-------- Task inputs --------
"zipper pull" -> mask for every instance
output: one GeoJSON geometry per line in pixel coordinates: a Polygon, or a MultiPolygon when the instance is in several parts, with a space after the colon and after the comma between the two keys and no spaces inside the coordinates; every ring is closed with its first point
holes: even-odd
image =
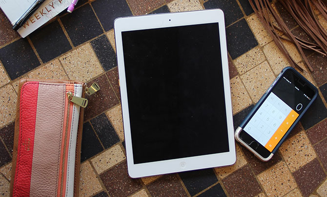
{"type": "Polygon", "coordinates": [[[88,96],[92,95],[96,92],[98,92],[100,89],[100,87],[97,83],[93,83],[93,84],[91,85],[89,88],[85,87],[85,93],[88,96]]]}
{"type": "Polygon", "coordinates": [[[73,95],[73,93],[71,92],[67,92],[67,96],[68,97],[68,100],[84,108],[87,106],[88,100],[86,98],[75,96],[73,95]]]}

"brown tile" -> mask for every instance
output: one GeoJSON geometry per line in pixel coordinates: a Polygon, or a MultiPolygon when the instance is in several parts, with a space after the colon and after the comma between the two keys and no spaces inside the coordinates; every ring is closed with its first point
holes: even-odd
{"type": "Polygon", "coordinates": [[[283,161],[258,176],[258,179],[268,197],[283,196],[296,187],[295,181],[283,161]]]}
{"type": "Polygon", "coordinates": [[[123,117],[122,115],[122,105],[118,105],[111,109],[105,113],[107,116],[110,120],[111,124],[114,126],[115,130],[118,134],[119,138],[122,141],[123,141],[124,127],[123,125],[123,117]]]}
{"type": "Polygon", "coordinates": [[[119,103],[115,92],[105,75],[103,75],[87,83],[96,82],[100,90],[91,96],[86,96],[88,104],[84,113],[84,120],[94,117],[119,103]]]}
{"type": "Polygon", "coordinates": [[[11,163],[3,166],[0,169],[0,173],[9,181],[11,178],[11,163]]]}
{"type": "Polygon", "coordinates": [[[112,48],[114,49],[115,53],[116,53],[116,40],[115,40],[115,31],[114,29],[112,29],[110,31],[108,31],[107,33],[107,36],[108,37],[108,39],[109,39],[109,41],[111,44],[112,46],[112,48]]]}
{"type": "Polygon", "coordinates": [[[79,196],[89,197],[102,190],[90,163],[86,161],[81,164],[79,196]]]}
{"type": "Polygon", "coordinates": [[[49,79],[68,79],[58,59],[40,66],[28,74],[29,78],[49,79]]]}
{"type": "Polygon", "coordinates": [[[3,66],[0,63],[0,87],[10,81],[9,78],[3,68],[3,66]]]}
{"type": "Polygon", "coordinates": [[[187,196],[176,174],[163,176],[148,185],[147,188],[153,197],[187,196]]]}
{"type": "Polygon", "coordinates": [[[308,197],[326,177],[317,159],[295,172],[293,176],[305,197],[308,197]]]}
{"type": "Polygon", "coordinates": [[[127,0],[134,15],[143,15],[159,8],[164,0],[127,0]]]}
{"type": "Polygon", "coordinates": [[[130,197],[148,197],[148,196],[147,196],[147,194],[146,194],[145,190],[143,189],[142,190],[138,191],[138,192],[136,193],[133,195],[131,196],[130,197]]]}
{"type": "Polygon", "coordinates": [[[2,10],[0,9],[0,46],[6,44],[15,39],[19,38],[16,31],[12,28],[12,26],[2,10]]]}
{"type": "Polygon", "coordinates": [[[215,170],[220,178],[225,178],[231,173],[232,173],[247,163],[239,145],[236,144],[236,162],[235,163],[230,166],[215,168],[215,170]]]}
{"type": "Polygon", "coordinates": [[[234,65],[234,63],[233,63],[232,59],[230,58],[229,56],[228,56],[228,68],[229,70],[229,79],[234,78],[239,74],[236,67],[234,65]]]}
{"type": "Polygon", "coordinates": [[[91,159],[91,162],[100,174],[125,158],[121,146],[117,144],[91,159]]]}
{"type": "Polygon", "coordinates": [[[262,192],[248,165],[246,165],[223,180],[230,197],[253,197],[262,192]]]}
{"type": "Polygon", "coordinates": [[[0,175],[0,196],[9,197],[10,183],[0,175]]]}
{"type": "Polygon", "coordinates": [[[282,19],[285,22],[286,26],[289,29],[292,29],[297,25],[297,23],[294,18],[289,14],[288,12],[279,2],[275,3],[275,7],[278,11],[282,19]]]}
{"type": "Polygon", "coordinates": [[[86,82],[103,72],[89,43],[60,58],[69,79],[86,82]]]}
{"type": "Polygon", "coordinates": [[[275,75],[279,74],[285,67],[290,66],[287,59],[275,42],[272,41],[264,46],[264,52],[275,75]]]}
{"type": "Polygon", "coordinates": [[[15,119],[17,95],[10,84],[0,88],[0,128],[15,119]]]}
{"type": "Polygon", "coordinates": [[[295,188],[294,190],[290,192],[288,194],[284,196],[284,197],[302,197],[301,192],[298,188],[295,188]]]}
{"type": "Polygon", "coordinates": [[[266,61],[241,76],[250,97],[256,103],[271,85],[275,77],[266,61]]]}
{"type": "Polygon", "coordinates": [[[151,177],[143,177],[141,179],[144,185],[147,185],[148,184],[153,182],[155,180],[161,177],[161,175],[157,175],[151,177]]]}
{"type": "Polygon", "coordinates": [[[314,146],[325,169],[327,170],[327,138],[314,146]]]}
{"type": "Polygon", "coordinates": [[[312,144],[327,137],[327,119],[308,129],[307,135],[312,144]]]}
{"type": "Polygon", "coordinates": [[[140,179],[132,178],[127,174],[127,166],[123,162],[100,175],[110,196],[129,196],[142,188],[140,179]]]}
{"type": "Polygon", "coordinates": [[[317,157],[304,131],[285,141],[279,150],[292,172],[317,157]]]}
{"type": "Polygon", "coordinates": [[[252,104],[252,100],[238,76],[230,79],[230,91],[233,114],[235,114],[252,104]]]}
{"type": "Polygon", "coordinates": [[[171,12],[203,10],[198,0],[175,0],[167,5],[171,12]]]}
{"type": "Polygon", "coordinates": [[[321,197],[327,197],[327,179],[317,190],[321,197]]]}
{"type": "Polygon", "coordinates": [[[0,137],[11,153],[14,147],[14,133],[15,133],[15,122],[0,129],[0,137]]]}
{"type": "Polygon", "coordinates": [[[246,20],[260,46],[264,46],[272,41],[272,38],[266,30],[256,15],[250,16],[246,20]]]}
{"type": "Polygon", "coordinates": [[[313,69],[312,76],[318,86],[327,82],[327,57],[315,53],[308,57],[307,60],[313,69]]]}
{"type": "Polygon", "coordinates": [[[119,87],[119,76],[118,76],[118,68],[116,66],[112,69],[107,72],[107,76],[109,79],[109,81],[110,81],[111,85],[116,94],[121,99],[121,90],[119,87]]]}
{"type": "Polygon", "coordinates": [[[262,162],[245,147],[242,146],[242,149],[247,162],[250,164],[251,168],[255,175],[258,175],[282,159],[282,158],[277,151],[268,161],[262,162]]]}
{"type": "Polygon", "coordinates": [[[240,74],[260,64],[265,61],[266,57],[259,47],[254,48],[234,60],[235,66],[240,74]]]}

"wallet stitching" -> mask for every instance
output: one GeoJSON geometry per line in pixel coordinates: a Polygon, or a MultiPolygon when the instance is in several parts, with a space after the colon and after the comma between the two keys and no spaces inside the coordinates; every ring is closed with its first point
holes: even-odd
{"type": "MultiPolygon", "coordinates": [[[[75,90],[74,90],[75,91],[75,90]]],[[[74,106],[75,105],[74,104],[73,106],[74,106]]],[[[73,107],[74,108],[73,108],[73,117],[72,117],[72,126],[74,126],[74,118],[75,118],[75,107],[73,107]]],[[[72,126],[71,126],[71,129],[72,128],[72,126]]],[[[69,162],[70,161],[70,148],[71,148],[71,145],[72,145],[72,131],[71,130],[70,130],[70,139],[69,139],[69,148],[68,149],[68,162],[67,163],[67,166],[68,166],[68,172],[67,172],[67,181],[69,181],[69,162]]],[[[67,185],[67,183],[66,183],[66,185],[67,185]]],[[[68,191],[68,187],[67,188],[66,191],[68,191]]]]}
{"type": "MultiPolygon", "coordinates": [[[[63,83],[63,84],[48,84],[48,83],[42,83],[42,82],[26,82],[26,83],[25,83],[24,84],[23,84],[23,85],[22,85],[22,89],[21,89],[21,97],[20,97],[20,105],[21,105],[21,103],[22,103],[23,98],[23,97],[24,98],[24,89],[25,89],[25,87],[26,87],[27,85],[29,85],[29,84],[39,84],[39,85],[40,85],[40,84],[42,84],[42,85],[51,85],[51,86],[63,86],[63,85],[64,85],[64,86],[65,86],[66,85],[69,85],[69,86],[74,85],[74,84],[65,84],[65,83],[63,83]]],[[[80,85],[80,84],[78,84],[78,86],[80,86],[80,87],[82,86],[82,85],[80,85]]],[[[39,90],[39,88],[38,88],[38,90],[39,90]]],[[[64,90],[64,92],[65,91],[65,90],[66,90],[66,89],[65,89],[64,90]]],[[[63,94],[63,95],[64,98],[65,98],[65,94],[63,94]]],[[[64,107],[64,101],[65,101],[65,99],[64,99],[63,100],[64,100],[64,102],[63,102],[63,104],[62,105],[62,108],[63,108],[63,107],[64,107]]],[[[22,108],[20,108],[20,118],[21,118],[21,114],[22,114],[22,111],[24,110],[24,109],[22,108]]],[[[63,110],[63,111],[64,111],[64,110],[63,110]]],[[[64,112],[63,113],[64,113],[64,112]]],[[[61,120],[61,123],[62,123],[62,121],[63,121],[63,116],[62,116],[62,119],[61,119],[61,120],[61,120]]],[[[35,120],[36,121],[36,120],[35,120]]],[[[61,124],[61,136],[62,136],[62,126],[62,126],[62,124],[61,124]]],[[[19,154],[19,155],[18,157],[18,161],[17,161],[17,163],[16,163],[16,165],[18,165],[17,169],[17,174],[18,174],[18,175],[19,174],[19,171],[20,171],[20,165],[19,164],[20,163],[20,158],[21,158],[21,154],[20,152],[21,152],[21,146],[22,146],[21,141],[22,141],[22,130],[23,130],[23,128],[22,128],[21,121],[20,121],[20,139],[19,139],[19,140],[20,140],[20,154],[19,154]]],[[[34,136],[34,137],[35,137],[35,136],[34,136]]],[[[60,144],[61,144],[61,143],[60,143],[60,144]]],[[[34,145],[33,145],[33,146],[34,146],[34,145]]],[[[59,151],[60,151],[60,148],[59,148],[59,151]]],[[[17,153],[17,154],[18,154],[18,153],[17,153]]],[[[58,162],[59,162],[60,158],[60,157],[59,157],[59,158],[58,159],[58,162]]],[[[33,157],[32,157],[32,160],[33,160],[33,157]]],[[[57,177],[58,177],[58,172],[59,172],[59,170],[58,170],[58,168],[59,167],[59,166],[58,166],[57,167],[57,177]]],[[[15,185],[15,186],[16,186],[16,184],[17,184],[17,178],[18,178],[17,176],[16,176],[16,178],[15,178],[15,181],[14,181],[14,185],[15,185]]],[[[58,185],[58,178],[57,178],[57,185],[58,185]]],[[[56,195],[57,195],[57,190],[56,189],[56,195]]]]}

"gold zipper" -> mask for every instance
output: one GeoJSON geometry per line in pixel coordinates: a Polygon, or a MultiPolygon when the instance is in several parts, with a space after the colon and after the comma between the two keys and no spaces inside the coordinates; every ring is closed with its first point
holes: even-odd
{"type": "MultiPolygon", "coordinates": [[[[70,92],[68,92],[67,93],[67,95],[68,95],[68,93],[70,92]]],[[[69,98],[69,97],[68,97],[69,98]]],[[[69,98],[68,98],[69,99],[69,98]]],[[[66,114],[66,128],[65,129],[65,136],[63,140],[63,150],[62,150],[62,162],[61,162],[61,183],[60,183],[60,197],[62,197],[62,193],[63,190],[63,178],[64,176],[64,171],[65,171],[65,160],[66,158],[66,148],[67,146],[67,136],[68,133],[68,127],[69,126],[69,116],[70,112],[70,102],[69,101],[67,102],[67,114],[66,114]]]]}

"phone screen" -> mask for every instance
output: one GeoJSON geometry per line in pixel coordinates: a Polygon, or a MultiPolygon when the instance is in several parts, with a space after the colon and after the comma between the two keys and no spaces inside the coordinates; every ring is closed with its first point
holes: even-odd
{"type": "Polygon", "coordinates": [[[309,104],[315,92],[288,69],[268,94],[243,130],[271,153],[309,104]]]}

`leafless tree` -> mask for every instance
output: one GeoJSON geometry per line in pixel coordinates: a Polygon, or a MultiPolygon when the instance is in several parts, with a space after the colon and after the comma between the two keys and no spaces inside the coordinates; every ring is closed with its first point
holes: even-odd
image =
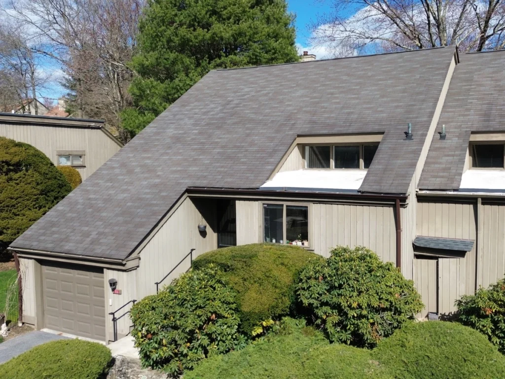
{"type": "Polygon", "coordinates": [[[466,51],[505,46],[504,0],[329,1],[332,11],[311,25],[311,41],[336,56],[450,44],[466,51]]]}
{"type": "Polygon", "coordinates": [[[144,6],[144,0],[9,0],[8,13],[29,29],[35,53],[59,62],[70,107],[120,132],[120,114],[131,103],[133,73],[127,64],[144,6]]]}

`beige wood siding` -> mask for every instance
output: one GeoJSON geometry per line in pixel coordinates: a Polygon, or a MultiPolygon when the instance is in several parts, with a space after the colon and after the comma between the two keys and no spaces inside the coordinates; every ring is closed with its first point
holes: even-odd
{"type": "Polygon", "coordinates": [[[505,205],[483,204],[481,218],[477,285],[487,288],[505,273],[505,205]]]}
{"type": "Polygon", "coordinates": [[[365,246],[385,262],[396,260],[394,208],[343,204],[315,204],[311,220],[311,246],[328,257],[337,245],[365,246]]]}
{"type": "MultiPolygon", "coordinates": [[[[191,249],[196,249],[193,259],[204,253],[217,249],[215,218],[215,200],[188,198],[182,202],[140,252],[140,264],[137,269],[137,300],[156,293],[155,282],[161,280],[191,249]],[[198,230],[198,224],[202,221],[207,225],[205,234],[198,230]]],[[[162,285],[169,285],[181,273],[187,271],[190,264],[188,257],[164,281],[162,285]]]]}
{"type": "Polygon", "coordinates": [[[260,202],[239,201],[237,208],[237,245],[256,244],[261,242],[260,225],[263,215],[260,214],[260,202]]]}
{"type": "Polygon", "coordinates": [[[437,310],[437,260],[414,259],[414,284],[424,303],[424,308],[417,317],[424,318],[428,316],[428,312],[436,313],[437,310]]]}
{"type": "Polygon", "coordinates": [[[22,275],[23,321],[34,325],[37,316],[35,303],[35,261],[19,258],[19,268],[22,275]]]}
{"type": "MultiPolygon", "coordinates": [[[[119,309],[130,300],[140,300],[137,297],[137,270],[133,271],[116,271],[110,269],[105,269],[104,272],[104,286],[105,286],[106,324],[107,341],[114,341],[112,316],[109,314],[119,309]],[[112,293],[109,284],[109,279],[115,279],[118,281],[117,289],[121,290],[121,295],[112,293]],[[112,305],[111,305],[112,300],[112,305]]],[[[116,317],[119,318],[117,321],[118,339],[126,336],[130,331],[132,325],[129,312],[133,304],[130,303],[116,313],[116,317]]]]}
{"type": "Polygon", "coordinates": [[[58,164],[56,152],[84,151],[85,168],[78,168],[85,179],[119,151],[120,147],[97,128],[0,123],[0,136],[35,147],[58,164]]]}
{"type": "Polygon", "coordinates": [[[303,147],[301,145],[295,146],[281,168],[279,169],[278,172],[295,171],[303,168],[302,149],[303,147]]]}

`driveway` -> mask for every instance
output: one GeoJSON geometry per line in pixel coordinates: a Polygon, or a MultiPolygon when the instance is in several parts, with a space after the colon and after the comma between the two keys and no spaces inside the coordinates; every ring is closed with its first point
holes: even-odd
{"type": "Polygon", "coordinates": [[[0,344],[0,363],[7,362],[38,345],[56,340],[68,340],[57,334],[36,330],[25,333],[0,344]]]}

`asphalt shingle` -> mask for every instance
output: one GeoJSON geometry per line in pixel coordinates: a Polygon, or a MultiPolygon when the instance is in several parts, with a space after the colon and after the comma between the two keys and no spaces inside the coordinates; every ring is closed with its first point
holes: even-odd
{"type": "Polygon", "coordinates": [[[212,71],[11,246],[124,259],[187,187],[258,188],[300,134],[383,132],[361,190],[405,194],[453,54],[212,71]]]}

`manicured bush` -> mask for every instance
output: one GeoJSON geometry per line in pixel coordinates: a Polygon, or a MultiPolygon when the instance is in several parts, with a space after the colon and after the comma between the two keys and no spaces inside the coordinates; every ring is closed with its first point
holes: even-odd
{"type": "Polygon", "coordinates": [[[505,353],[505,280],[456,301],[458,321],[484,335],[505,353]]]}
{"type": "Polygon", "coordinates": [[[330,341],[372,348],[423,304],[412,280],[363,247],[339,247],[300,274],[299,299],[330,341]]]}
{"type": "Polygon", "coordinates": [[[409,323],[380,344],[373,356],[398,379],[505,376],[505,357],[496,347],[456,322],[409,323]]]}
{"type": "Polygon", "coordinates": [[[60,340],[36,346],[0,365],[2,379],[98,379],[112,359],[106,346],[81,340],[60,340]]]}
{"type": "Polygon", "coordinates": [[[311,258],[320,259],[301,248],[255,244],[210,252],[193,263],[196,270],[213,263],[223,272],[237,293],[240,330],[250,336],[262,321],[294,311],[298,275],[311,258]]]}
{"type": "Polygon", "coordinates": [[[71,166],[59,166],[57,168],[65,175],[65,178],[70,183],[72,190],[75,190],[82,182],[81,174],[71,166]]]}
{"type": "Polygon", "coordinates": [[[211,265],[136,304],[132,335],[143,365],[175,375],[204,358],[244,346],[235,296],[211,265]]]}
{"type": "MultiPolygon", "coordinates": [[[[268,336],[240,351],[203,361],[184,379],[386,379],[390,376],[371,352],[338,344],[303,323],[268,336]]],[[[295,325],[292,325],[294,323],[295,325]]],[[[284,329],[284,328],[283,328],[284,329]]]]}
{"type": "Polygon", "coordinates": [[[72,191],[33,146],[0,137],[0,254],[72,191]]]}

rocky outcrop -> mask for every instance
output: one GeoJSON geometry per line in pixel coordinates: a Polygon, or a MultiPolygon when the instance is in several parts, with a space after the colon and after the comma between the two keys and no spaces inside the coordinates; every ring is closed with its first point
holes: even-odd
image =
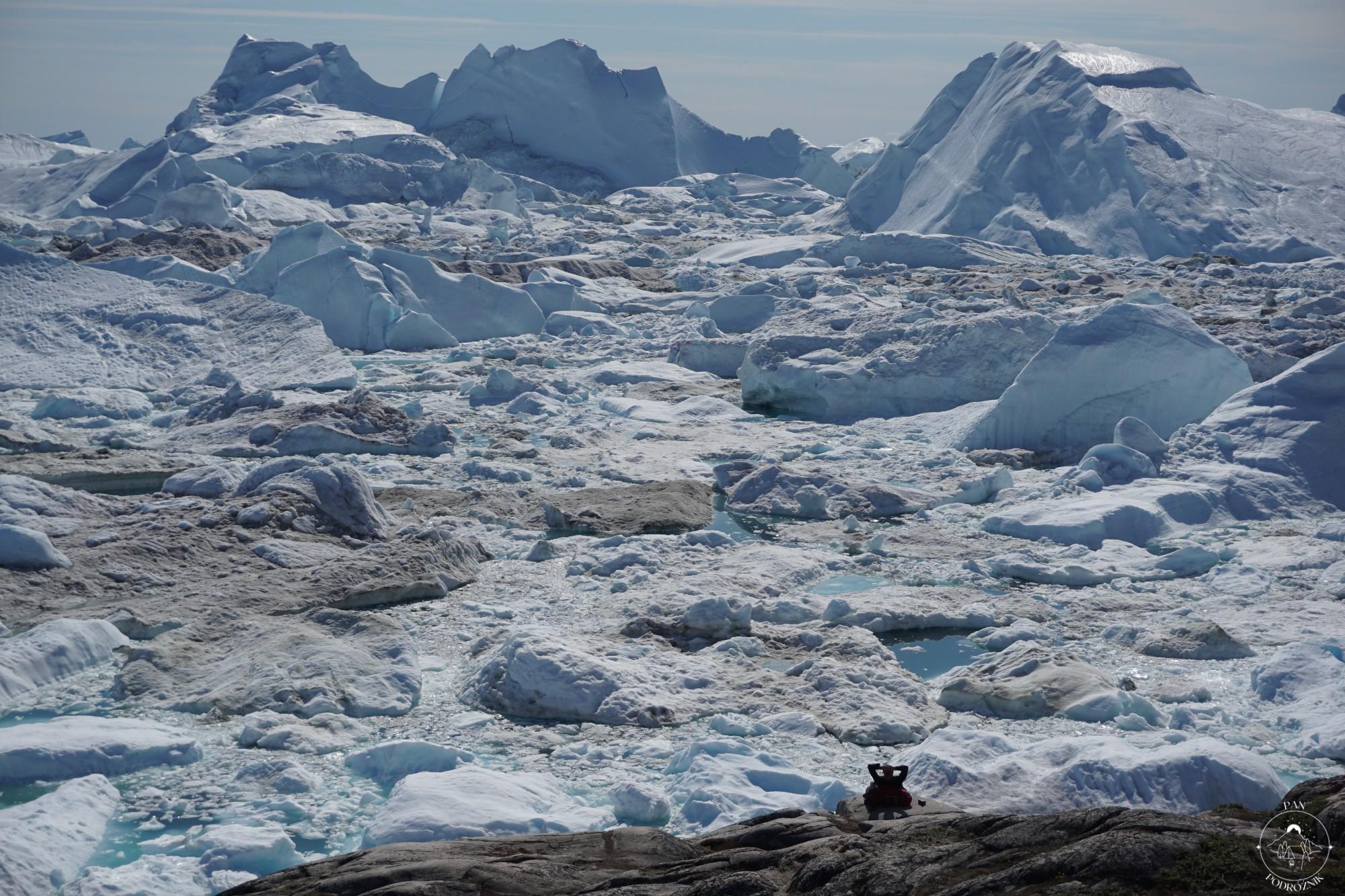
{"type": "MultiPolygon", "coordinates": [[[[1305,782],[1284,799],[1302,800],[1338,834],[1345,776],[1305,782]]],[[[932,802],[880,814],[850,799],[838,813],[784,810],[694,839],[617,827],[393,844],[291,868],[229,895],[1260,892],[1256,839],[1272,814],[1103,806],[975,815],[932,802]]],[[[1329,861],[1322,877],[1322,892],[1337,892],[1345,866],[1329,861]]]]}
--------
### Task prompt
Print exactly the lines from the line with "rocky outcrop -> mask for every instance" through the end of the data, both ends included, and print no pictures.

### Output for this exercise
rocky outcrop -> mask for every instance
output: one GeoJSON geometry per line in pixel coordinates: a Polygon, or a MultiPolygon when the instance is in several parts, with a space after the colon and after the comma between the two keys and no spaces inside the coordinates; every ring is closed with its first point
holes: even-odd
image =
{"type": "MultiPolygon", "coordinates": [[[[1305,782],[1284,799],[1302,800],[1338,834],[1345,776],[1305,782]]],[[[932,802],[880,814],[850,799],[838,813],[784,810],[694,839],[617,827],[393,844],[291,868],[229,895],[1260,892],[1256,839],[1272,814],[1103,806],[975,815],[932,802]]],[[[1329,861],[1322,877],[1322,892],[1337,892],[1345,866],[1329,861]]]]}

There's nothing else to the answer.